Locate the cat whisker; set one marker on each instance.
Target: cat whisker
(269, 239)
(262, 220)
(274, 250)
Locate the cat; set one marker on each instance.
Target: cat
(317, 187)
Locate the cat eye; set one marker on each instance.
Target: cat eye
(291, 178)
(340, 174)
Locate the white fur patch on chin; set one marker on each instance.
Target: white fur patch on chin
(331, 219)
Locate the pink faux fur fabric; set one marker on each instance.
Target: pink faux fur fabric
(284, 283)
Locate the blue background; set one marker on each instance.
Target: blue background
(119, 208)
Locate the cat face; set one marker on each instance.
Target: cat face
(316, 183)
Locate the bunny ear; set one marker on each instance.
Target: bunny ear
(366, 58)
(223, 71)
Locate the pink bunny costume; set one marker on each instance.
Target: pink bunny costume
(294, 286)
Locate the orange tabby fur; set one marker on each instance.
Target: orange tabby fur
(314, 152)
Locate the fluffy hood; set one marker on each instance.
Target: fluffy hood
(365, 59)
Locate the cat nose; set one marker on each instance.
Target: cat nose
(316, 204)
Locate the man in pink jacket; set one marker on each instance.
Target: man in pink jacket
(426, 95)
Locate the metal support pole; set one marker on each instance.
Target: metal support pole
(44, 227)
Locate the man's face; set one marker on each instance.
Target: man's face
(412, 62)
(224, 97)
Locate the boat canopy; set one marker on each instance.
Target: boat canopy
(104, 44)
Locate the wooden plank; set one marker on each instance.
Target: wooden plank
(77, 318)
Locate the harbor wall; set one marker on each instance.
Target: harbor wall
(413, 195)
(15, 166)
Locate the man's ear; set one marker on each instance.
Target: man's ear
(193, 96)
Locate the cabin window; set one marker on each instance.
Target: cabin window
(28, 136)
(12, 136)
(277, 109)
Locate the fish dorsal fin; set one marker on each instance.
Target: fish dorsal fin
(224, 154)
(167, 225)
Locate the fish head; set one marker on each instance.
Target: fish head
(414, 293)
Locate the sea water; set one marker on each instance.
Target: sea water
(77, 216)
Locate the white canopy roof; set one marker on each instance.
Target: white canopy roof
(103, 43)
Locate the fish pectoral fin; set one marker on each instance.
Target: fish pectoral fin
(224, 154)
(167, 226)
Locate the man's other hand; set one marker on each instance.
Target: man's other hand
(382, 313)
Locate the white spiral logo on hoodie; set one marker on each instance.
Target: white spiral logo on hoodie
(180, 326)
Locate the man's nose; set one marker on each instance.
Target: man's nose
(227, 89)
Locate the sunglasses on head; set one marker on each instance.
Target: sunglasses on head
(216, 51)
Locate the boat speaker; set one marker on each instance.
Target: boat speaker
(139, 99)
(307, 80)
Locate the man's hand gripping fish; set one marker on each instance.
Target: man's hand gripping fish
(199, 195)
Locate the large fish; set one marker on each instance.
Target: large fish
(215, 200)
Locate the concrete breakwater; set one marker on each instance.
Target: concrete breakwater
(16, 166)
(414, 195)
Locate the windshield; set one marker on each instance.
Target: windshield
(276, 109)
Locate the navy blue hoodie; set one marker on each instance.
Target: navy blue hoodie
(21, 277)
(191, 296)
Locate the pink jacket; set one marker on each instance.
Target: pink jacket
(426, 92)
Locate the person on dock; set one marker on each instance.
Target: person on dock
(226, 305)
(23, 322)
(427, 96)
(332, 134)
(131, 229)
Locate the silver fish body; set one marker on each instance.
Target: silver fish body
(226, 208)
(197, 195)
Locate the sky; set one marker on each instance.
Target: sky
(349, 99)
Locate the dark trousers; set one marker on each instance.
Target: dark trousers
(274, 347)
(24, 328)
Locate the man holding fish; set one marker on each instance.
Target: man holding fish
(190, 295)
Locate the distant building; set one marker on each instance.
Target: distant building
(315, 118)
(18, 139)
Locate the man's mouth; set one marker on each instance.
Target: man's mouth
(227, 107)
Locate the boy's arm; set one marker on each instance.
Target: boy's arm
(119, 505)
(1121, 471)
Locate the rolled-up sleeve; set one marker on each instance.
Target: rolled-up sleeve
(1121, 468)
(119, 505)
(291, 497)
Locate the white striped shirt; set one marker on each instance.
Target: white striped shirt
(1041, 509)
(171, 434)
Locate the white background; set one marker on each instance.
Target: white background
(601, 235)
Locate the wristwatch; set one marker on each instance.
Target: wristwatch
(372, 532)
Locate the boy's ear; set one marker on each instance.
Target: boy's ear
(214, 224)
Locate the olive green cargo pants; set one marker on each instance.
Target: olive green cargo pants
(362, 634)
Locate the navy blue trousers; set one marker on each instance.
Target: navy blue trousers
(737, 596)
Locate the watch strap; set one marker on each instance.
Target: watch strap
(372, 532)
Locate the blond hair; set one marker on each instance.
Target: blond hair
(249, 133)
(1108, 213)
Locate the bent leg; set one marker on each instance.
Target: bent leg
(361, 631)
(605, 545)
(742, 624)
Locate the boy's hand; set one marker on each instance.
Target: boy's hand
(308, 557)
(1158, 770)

· · · · ·

▶ [REQUIRED WORK]: Scale the point coordinates by 1.9 in the listing from the line that has "Locate the navy blue trousers;" through the end, rounding each product to the nearest whole number with halves rounded up. Rewrite every line in that span, both end lines included, and leave all other text unchanged.

▶ [OUTPUT OF THE EXERCISE]:
Locate the navy blue trousers; set one marker on each instance.
Target: navy blue trousers
(1400, 1132)
Locate the watch strap; set one marker on each instance.
Target: watch strap
(707, 1011)
Locate the blond hair; set one marker on each instance.
Target: blond hair
(473, 253)
(2105, 405)
Locate the bent leg; set one marker on each instance.
Target: bent leg
(686, 1199)
(1150, 1036)
(1410, 1186)
Locate the boy's hand; set one marker on each instance.
Target: boy's hand
(585, 1058)
(2200, 1463)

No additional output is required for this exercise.